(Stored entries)

···

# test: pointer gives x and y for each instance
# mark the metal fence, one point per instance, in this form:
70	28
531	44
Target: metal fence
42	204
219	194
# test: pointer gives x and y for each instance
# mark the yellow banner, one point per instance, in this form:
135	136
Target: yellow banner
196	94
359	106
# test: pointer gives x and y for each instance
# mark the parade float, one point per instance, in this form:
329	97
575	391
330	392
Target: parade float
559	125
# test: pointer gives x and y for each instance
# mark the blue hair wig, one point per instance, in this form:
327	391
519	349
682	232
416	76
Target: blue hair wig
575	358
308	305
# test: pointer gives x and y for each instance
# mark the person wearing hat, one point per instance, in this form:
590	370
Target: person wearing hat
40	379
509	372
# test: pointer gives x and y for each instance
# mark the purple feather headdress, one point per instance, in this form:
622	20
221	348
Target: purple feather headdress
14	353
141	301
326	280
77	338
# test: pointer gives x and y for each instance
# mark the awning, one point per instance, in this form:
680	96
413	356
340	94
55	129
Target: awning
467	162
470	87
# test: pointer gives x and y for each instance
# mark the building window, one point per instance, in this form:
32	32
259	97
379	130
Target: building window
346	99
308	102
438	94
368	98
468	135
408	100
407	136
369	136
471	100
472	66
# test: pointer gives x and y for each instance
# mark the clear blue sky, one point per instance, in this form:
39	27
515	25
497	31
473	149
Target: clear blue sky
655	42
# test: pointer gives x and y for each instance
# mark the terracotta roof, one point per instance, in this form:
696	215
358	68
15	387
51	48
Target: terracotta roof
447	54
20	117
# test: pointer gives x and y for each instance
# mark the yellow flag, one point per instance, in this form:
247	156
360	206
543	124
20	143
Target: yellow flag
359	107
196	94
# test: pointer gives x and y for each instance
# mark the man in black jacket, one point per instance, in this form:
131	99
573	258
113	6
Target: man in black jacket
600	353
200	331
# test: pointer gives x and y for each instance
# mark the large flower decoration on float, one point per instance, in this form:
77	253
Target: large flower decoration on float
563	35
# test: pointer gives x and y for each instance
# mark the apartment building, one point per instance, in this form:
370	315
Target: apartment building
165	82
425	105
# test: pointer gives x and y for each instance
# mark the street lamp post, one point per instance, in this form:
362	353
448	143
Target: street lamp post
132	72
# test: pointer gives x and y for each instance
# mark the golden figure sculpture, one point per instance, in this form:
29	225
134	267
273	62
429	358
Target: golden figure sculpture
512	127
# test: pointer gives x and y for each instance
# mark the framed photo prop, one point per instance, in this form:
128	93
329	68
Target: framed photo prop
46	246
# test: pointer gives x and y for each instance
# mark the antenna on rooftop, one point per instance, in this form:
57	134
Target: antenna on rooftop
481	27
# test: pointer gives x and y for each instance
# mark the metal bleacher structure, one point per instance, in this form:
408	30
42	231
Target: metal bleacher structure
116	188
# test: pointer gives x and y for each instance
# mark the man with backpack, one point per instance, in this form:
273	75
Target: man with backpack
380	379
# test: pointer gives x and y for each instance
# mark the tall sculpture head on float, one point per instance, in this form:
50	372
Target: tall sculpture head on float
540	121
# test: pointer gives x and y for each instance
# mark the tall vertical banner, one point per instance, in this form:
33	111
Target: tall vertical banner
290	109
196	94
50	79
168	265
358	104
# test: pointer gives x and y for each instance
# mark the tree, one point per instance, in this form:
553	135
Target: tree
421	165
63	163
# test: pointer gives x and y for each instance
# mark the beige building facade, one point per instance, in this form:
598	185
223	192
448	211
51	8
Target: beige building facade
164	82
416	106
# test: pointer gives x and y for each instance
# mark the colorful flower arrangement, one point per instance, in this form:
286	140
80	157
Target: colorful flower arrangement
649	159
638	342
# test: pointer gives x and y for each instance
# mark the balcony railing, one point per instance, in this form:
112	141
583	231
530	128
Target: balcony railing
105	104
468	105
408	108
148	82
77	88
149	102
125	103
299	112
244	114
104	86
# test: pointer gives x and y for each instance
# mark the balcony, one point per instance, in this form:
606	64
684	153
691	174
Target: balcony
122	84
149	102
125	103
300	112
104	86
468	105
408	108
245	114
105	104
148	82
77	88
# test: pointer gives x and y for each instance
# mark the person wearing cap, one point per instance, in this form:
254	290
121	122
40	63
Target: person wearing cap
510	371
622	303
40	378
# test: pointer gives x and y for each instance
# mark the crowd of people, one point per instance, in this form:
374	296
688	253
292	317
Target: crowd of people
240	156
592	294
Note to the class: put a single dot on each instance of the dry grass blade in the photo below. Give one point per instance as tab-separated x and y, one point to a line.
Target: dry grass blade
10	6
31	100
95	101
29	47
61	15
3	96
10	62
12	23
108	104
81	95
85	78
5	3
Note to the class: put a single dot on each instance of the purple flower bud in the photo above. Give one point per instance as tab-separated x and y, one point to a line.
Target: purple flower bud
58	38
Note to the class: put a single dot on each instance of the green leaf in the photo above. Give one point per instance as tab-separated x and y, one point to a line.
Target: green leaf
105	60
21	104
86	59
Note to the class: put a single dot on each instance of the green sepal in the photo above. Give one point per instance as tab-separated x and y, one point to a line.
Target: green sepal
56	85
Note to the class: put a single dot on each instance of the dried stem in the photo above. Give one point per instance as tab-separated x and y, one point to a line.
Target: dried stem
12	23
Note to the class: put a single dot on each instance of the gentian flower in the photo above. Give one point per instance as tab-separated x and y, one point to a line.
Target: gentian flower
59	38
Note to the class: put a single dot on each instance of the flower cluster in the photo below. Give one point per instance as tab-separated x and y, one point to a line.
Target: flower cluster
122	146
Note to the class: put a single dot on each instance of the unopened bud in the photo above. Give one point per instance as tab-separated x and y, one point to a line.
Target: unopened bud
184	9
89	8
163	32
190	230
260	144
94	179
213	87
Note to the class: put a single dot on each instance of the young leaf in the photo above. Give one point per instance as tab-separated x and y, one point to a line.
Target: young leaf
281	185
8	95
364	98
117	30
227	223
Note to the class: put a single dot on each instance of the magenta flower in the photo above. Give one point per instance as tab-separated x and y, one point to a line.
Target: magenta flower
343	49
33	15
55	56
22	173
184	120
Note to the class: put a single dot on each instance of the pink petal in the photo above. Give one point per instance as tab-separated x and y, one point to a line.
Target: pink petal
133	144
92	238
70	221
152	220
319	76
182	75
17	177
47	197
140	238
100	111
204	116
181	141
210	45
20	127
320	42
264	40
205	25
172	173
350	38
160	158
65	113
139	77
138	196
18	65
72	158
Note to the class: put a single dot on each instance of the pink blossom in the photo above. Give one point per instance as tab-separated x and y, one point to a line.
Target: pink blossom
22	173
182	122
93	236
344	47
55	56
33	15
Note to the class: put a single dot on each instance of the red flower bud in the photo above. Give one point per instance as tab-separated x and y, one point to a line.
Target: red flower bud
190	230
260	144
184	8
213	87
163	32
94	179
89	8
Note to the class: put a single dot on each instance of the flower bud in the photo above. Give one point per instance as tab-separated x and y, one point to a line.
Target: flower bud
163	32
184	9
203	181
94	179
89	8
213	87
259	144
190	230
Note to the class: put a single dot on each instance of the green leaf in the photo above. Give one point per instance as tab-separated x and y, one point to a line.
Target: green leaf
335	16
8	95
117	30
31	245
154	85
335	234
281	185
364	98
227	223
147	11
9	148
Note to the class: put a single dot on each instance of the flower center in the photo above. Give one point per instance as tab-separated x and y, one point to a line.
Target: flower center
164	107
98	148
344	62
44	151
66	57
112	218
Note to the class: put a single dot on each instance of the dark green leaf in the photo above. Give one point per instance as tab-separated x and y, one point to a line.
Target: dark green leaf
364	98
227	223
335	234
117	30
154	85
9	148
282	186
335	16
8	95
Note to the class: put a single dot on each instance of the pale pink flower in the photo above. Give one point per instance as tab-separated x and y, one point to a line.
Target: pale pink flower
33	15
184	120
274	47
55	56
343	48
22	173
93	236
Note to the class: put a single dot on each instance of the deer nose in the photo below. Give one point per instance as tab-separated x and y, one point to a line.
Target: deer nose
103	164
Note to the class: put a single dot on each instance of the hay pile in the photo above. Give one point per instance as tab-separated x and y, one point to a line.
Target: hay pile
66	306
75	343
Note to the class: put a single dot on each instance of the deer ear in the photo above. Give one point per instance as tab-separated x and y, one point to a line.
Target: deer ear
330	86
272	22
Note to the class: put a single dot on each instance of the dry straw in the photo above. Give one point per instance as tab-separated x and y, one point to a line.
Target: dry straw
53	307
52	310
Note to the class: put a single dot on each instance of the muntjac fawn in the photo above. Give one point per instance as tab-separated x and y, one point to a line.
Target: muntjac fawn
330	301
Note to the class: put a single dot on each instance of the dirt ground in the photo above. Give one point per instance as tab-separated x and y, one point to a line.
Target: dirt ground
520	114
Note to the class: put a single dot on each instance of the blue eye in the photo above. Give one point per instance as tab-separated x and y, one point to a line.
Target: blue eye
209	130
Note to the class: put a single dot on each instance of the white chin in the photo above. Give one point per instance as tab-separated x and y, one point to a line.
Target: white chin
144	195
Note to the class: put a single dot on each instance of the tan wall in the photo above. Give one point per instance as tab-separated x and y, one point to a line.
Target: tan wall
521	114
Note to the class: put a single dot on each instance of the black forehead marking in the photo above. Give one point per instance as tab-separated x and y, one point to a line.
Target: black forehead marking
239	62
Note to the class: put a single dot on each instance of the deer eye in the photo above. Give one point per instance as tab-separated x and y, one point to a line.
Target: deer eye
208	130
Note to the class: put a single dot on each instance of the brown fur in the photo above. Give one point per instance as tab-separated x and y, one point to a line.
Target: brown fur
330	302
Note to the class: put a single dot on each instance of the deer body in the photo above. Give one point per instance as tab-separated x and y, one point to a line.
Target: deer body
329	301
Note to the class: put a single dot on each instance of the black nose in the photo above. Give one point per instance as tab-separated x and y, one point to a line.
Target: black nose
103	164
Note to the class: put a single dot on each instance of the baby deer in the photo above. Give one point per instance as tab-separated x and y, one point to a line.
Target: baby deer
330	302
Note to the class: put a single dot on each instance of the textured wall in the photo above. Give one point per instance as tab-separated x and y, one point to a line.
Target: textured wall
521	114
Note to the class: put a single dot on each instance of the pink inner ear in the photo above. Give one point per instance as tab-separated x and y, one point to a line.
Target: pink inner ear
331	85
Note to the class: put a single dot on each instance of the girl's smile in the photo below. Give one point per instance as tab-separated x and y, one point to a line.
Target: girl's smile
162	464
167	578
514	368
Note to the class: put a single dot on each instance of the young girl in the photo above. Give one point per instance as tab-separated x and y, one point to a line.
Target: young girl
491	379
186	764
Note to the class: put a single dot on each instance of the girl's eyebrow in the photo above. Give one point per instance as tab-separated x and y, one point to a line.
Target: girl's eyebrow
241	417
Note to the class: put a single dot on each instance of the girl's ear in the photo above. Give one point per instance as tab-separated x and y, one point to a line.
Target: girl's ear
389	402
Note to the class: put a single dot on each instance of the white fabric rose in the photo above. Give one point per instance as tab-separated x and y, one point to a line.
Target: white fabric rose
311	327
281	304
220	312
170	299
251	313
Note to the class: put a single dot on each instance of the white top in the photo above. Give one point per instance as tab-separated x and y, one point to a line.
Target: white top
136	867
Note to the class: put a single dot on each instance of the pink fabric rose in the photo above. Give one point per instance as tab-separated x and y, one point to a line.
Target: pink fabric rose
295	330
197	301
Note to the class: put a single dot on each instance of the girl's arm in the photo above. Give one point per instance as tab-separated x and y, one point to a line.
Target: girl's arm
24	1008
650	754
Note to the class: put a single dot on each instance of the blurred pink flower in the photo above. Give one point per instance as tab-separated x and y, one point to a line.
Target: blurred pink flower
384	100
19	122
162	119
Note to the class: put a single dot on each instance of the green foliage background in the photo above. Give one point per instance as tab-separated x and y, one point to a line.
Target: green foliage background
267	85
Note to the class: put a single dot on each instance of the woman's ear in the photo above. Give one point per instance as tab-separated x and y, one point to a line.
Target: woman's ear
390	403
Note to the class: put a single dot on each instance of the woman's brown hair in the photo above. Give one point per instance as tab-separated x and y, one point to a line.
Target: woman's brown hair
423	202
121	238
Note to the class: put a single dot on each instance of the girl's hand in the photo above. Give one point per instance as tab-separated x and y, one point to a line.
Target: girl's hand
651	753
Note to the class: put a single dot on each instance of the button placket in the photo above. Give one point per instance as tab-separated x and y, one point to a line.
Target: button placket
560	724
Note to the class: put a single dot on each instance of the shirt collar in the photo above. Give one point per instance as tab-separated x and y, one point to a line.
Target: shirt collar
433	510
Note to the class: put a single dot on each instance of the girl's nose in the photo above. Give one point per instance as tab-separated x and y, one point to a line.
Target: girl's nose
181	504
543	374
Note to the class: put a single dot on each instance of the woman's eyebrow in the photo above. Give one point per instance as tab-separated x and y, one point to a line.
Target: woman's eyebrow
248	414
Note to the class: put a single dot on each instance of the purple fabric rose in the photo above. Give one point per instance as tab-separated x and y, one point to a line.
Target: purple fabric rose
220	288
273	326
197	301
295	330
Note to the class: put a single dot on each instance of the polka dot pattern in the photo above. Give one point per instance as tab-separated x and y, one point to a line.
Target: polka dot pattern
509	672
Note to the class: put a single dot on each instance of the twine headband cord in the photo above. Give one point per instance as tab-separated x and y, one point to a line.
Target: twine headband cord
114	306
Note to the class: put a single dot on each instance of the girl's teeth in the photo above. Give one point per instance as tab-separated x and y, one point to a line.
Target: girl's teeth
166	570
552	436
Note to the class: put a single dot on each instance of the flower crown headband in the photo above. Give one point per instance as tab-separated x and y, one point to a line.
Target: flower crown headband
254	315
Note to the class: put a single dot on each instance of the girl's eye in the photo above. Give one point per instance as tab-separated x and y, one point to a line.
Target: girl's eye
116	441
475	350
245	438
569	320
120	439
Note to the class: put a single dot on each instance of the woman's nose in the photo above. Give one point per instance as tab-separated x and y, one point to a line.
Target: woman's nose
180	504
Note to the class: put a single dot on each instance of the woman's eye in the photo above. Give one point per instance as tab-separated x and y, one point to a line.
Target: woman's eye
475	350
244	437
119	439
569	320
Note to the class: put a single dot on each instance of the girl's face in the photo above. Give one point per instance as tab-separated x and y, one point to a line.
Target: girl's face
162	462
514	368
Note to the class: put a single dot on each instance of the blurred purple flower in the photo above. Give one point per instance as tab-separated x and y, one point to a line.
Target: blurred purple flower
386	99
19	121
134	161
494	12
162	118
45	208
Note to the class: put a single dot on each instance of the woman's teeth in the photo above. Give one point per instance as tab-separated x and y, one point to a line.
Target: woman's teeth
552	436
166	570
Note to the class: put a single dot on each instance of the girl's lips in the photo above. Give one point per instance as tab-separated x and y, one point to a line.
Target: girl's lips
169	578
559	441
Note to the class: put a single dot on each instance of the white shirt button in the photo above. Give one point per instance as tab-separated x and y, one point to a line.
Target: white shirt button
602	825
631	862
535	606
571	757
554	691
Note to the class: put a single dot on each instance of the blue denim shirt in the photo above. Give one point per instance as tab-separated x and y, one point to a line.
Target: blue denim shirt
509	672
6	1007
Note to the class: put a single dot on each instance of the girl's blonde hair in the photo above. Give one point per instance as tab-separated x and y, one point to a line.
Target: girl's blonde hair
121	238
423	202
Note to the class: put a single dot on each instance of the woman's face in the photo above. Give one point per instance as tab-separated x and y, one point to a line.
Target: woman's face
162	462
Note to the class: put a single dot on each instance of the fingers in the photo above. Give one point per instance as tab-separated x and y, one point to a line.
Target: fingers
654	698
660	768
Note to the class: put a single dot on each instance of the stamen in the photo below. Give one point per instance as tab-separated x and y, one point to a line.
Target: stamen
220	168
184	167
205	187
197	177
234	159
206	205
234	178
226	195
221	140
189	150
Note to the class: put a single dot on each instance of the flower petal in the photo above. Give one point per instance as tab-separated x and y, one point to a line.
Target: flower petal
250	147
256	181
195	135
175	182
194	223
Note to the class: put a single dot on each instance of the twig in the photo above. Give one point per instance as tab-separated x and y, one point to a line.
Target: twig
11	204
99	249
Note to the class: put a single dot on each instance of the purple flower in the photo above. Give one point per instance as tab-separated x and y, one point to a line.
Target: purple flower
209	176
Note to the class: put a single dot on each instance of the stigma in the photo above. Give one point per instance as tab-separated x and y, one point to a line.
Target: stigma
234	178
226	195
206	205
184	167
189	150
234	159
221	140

···

> EXERCISE DIRECTIONS: Return exactly, and only, the lines above starting at the line that contains "Target: purple feather headdress" and ending at the line that contains "# mark the building".

> REPLY:
Target: purple feather headdress
14	353
141	301
326	280
77	338
# test: pointer gives x and y for each instance
# mark the awning, one point per instance, in this form:
680	96
413	356
340	94
55	129
Target: awning
467	162
470	87
# test: pointer gives x and y for each instance
# mark the building window, one point per instance, in this form:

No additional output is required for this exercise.